EXTRACT TO READ
I guess that's why I like reading blogs as well as writing my blog. As I read a blog, I'm not required to do anything but read the story, ponder the points and enjoy the ride . As for you, I hope you enjoy my stories as well. If not, you can always watch TV.
Hugs and have a great week,

Shell
P.S. the parade house is moving along. We have shingles, windows, house wrap, rough-in's and soon we will have insulation. Stay tuned!


Monday, January 14, 2008

Let It Be







Helloooooooooooooo and welcome to Monday. I hope you all are doing well and have had a wonderful week.

"Let it be," just magically popped into my head today. I kept singing it over and over. Doesn't that drive you crazy? I'm not sure how it popped into my head, but it just did. I guess I was thinking about what I could control and what I could not control and said, "let it be." I think I'm striving to get to the point of "let it be." It's not a place where you say you don't care, but it's a place where you allow things to happen and allow people to act as they will because it really, for the most part, doesn't affect you unless you let it. Ooooohhhhh this is getting deep!

I'm always amazed by the "let it be" people. They have such wonderful lives because they don't get caught up in everyone elses. They help, they care and they are there, but they are not enabler's nursing some horrid memory that they are trying to overcome. The "let it be" people take each day and greet it with open arms and are thankful for the day. They are thrilled to see what each day may bring. What adventure, what friendship, what riches are in store for them.

The more I get to create art and the more people enjoy my art, the more I become a "let it be" person. There is something so wonderful about creating something with your hands that manifests itself in your brain and practically jumps out screaming "IS THIS FUN OR WHAT?" I love to read blogs from other artists. Writers, painter's, mixed media, art quilter's. There is something comforting about the creative kindrid spirit. More and more my thoughts turn to things that make me the happiest. Thoughts become things. Hhmmmmm, what new things will come? This is very exciting indeed.
Above is a bag that I created for Haute Handbags. These are "art" handbags and not necessarily something you would carry around like a Prada, (not that I would want to anyway). This bag was created using photo transfer onto fabric, hot fix crystals, velvet leaves and lots of quilted patchwork. I made it in 3 nights after work right after Thanksgiving. I let my mind flow and create and truthfully, it was so darn fun. I submitted it for consideration to Haute Handbags and am so honored to report that it has been selected to appear in the Spring 08 issue. Yippee and Hot Dog!!!
"Let it be," and the mind can create, rejoice, and explore while the "crap" gets left behind.

Hugs to you all,

Shell

Monday, January 7, 2008

Eleven Days





Hellooooooooo and welcome to 2008! Boy I can't believe it is here and I'm so glad that it is! 2008 is gonna be great! That is my mantra for this year. Good things are going to happen for us all. Just put on a happy face!

I've never been one to make New Year's Resolutions. Instead, I always make goals. Resolutions get broken, goals get obtained. Just a personal opinion. Anyway, my new "blog" goal is that I will now post every Monday night. Sunday nights got to be too complicated especially if I was traveling or doing one of my many hundred tasks. So, since I'm home practically every Monday night, and since I really hate Monday's. I thought it would be best to devote two "crappy" tasks, Laundry and Bills with one fun task, my blog. Therefore, those of you who have asked me where the update is, you now know to look for it on Monday evening or Tuesday a.m. when you get up and have nothing better to do with your life than to listen to me ramble on. Hee hee hee. But truthfully, I appreciate your interest and I'm glad to have you with me.

WRITTEN PROBLEM A
Turn the part of the records that opens with the line containing "Please drop a marker on the dry" and runs through the end of the records into a JSON list of strings, one string per line and no blank lines.

DATASET
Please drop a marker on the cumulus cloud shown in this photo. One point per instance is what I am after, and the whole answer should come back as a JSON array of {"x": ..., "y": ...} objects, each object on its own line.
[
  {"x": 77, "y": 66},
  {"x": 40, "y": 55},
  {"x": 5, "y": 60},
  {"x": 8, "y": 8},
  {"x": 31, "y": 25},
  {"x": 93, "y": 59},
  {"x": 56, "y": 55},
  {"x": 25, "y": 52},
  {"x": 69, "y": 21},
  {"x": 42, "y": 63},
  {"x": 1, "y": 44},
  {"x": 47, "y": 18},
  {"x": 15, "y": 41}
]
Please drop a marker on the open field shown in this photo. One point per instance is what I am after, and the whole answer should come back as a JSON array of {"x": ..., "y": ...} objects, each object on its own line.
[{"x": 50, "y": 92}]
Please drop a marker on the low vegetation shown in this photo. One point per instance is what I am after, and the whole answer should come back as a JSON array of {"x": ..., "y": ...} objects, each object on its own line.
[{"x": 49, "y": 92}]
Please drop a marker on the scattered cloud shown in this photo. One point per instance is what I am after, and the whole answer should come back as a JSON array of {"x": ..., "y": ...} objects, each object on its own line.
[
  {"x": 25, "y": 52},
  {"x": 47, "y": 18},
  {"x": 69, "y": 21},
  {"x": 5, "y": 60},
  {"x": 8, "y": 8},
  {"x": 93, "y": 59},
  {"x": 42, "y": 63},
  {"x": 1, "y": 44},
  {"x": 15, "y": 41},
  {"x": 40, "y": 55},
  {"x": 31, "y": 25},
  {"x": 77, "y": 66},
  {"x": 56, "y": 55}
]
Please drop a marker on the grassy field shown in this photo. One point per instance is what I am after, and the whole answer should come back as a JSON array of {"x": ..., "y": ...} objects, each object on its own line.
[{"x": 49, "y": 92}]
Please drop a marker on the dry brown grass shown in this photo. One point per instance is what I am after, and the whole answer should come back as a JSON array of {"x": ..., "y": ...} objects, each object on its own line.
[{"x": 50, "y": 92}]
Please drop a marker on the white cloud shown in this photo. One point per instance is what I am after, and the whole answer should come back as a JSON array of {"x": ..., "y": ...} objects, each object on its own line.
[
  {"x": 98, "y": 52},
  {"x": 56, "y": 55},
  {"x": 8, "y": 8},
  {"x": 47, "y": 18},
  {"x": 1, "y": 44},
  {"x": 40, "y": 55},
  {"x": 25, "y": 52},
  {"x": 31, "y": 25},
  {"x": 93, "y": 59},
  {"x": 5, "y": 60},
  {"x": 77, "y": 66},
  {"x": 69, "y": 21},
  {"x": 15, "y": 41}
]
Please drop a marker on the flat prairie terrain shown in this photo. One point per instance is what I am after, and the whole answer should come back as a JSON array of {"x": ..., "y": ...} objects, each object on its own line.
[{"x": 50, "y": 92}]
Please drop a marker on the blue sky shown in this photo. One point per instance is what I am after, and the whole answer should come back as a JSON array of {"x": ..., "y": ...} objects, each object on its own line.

WRITTEN PROBLEM B
Pick up the blog post where it stops and keep writing it.

WRITTEN RESPONSE A
[
  "Please drop a marker on the dry brown grass shown in this photo. One point per instance is what I am after, and the whole answer should come back as a JSON array of {\"x\": ..., \"y\": ...} objects, each object on its own line.",
  "[{\"x\": 50, \"y\": 92}]",
  "Please drop a marker on the white cloud shown in this photo. One point per instance is what I am after, and the whole answer should come back as a JSON array of {\"x\": ..., \"y\": ...} objects, each object on its own line.",
  "[",
  "  {\"x\": 98, \"y\": 52},",
  "  {\"x\": 56, \"y\": 55},",
  "  {\"x\": 8, \"y\": 8},",
  "  {\"x\": 47, \"y\": 18},",
  "  {\"x\": 1, \"y\": 44},",
  "  {\"x\": 40, \"y\": 55},",
  "  {\"x\": 25, \"y\": 52},",
  "  {\"x\": 31, \"y\": 25},",
  "  {\"x\": 93, \"y\": 59},",
  "  {\"x\": 5, \"y\": 60},",
  "  {\"x\": 77, \"y\": 66},",
  "  {\"x\": 69, \"y\": 21},",
  "  {\"x\": 15, \"y\": 41}",
  "]",
  "Please drop a marker on the flat prairie terrain shown in this photo. One point per instance is what I am after, and the whole answer should come back as a JSON array of {\"x\": ..., \"y\": ...} objects, each object on its own line.",
  "[{\"x\": 50, \"y\": 92}]",
  "Please drop a marker on the blue sky shown in this photo. One point per instance is what I am after, and the whole answer should come back as a JSON array of {\"x\": ..., \"y\": ...} objects, each object on its own line."
]

WRITTEN RESPONSE B
That being said. Let's get on with it. My title of this post is "Eleven Days." Eleven days represents the time I had off over the holidays. I had off from Saturday, December 22 until Wednesday, January 2. To me this was a phenomenal, monumental, amount of time. You see, it's been almost five (count'em 5!) years since I have had an ENTIRE STRAIGHT WEEK off from work!!! When you work for a company that has three people, it is very, very different than working for a company with tweleve to one hundred people. No one else does my job and frankly, when your in charge of money, accounting, scheduling, phone calls, emails, supplies, ordering, homeowners, changes, subcontractors, complaints, etc. etc. etc. the company doesn't run when your gone for too long. Not to mention, working two jobs on top of that!

The scary thing is that the housing market has become so bad, that Gilbert decided to close the office for the entire week and for the first time we actually could. What's more scary and even kinda incredible, is what that did for my mind. It took me several days (five to be exact) to unwind. During this time I got all my personal paperwork for my home, my Silpada business and my Raspberry Rabbit business in order. I cleaned, straightened and organized. All of this is liberating and refreshing for me. I like order and cleanliness. Yes, it's a control thing. But honestly, I work better and feel so much better when things are in order.
While doing all this "mundane" work, my mind was free to wander and wander it did. For eleven days I spent many hours in my studio with the bunnies. My mind was free of people's house problems, subcontractor problems, money problems, material problems, and well... problems. As my mind relaxed, my creativity came back. I suddenly had all these wonderful ideas for my artwork. For eleven days I was able to spend time with friends without being in a massive rush. I went to a movie! I read my beloved magazines cover to cover. I drank tea in the afternoon. I ate dinner without worrying about deadlines. I actually got to eat lunch for 20 minutes in peace instead of my normal 12 minutes ( 6 mins to nuke it, 6 mins to eat it) while answering the phone and cell phone. I actually tasted my food! For eleven days I actually remembered what it was like to be myself again. For eleven days, I actually had time to find myself again and I liked what I found.
So, with all of that said, my "Goals" for 2008 are actually pretty simple. While I love my job and frankly I'm damn good at it, and while I truly love my homeowners, (most of which are now friends) in reality, it's only a means to make a LIVING and pay the bills. My LIFE is created when I make and sell art, get invited to be published in magazines (more to come on that) spend time with David, the bunnies, my friends and family. My greatest happiness is being home here at Rosewood Cottage in my studio. 2008 is going to be a year of creating more art, spending more time with those I love and spending way less money on things to try and make me happy for working so hard. TIME truly is the greatest gift and this year it is a gift I am giving myself. To think, it all started with eleven days....
Hugs to all and Happy New Year! May all your dreams come true!
Shell

Lady Hannah Goldenhare - Nothing Gold Can Stay

Hello dear friends, It's been a minute hasn't it? My last post was over a year ago. I decided I wanted to stay in my bubble where it...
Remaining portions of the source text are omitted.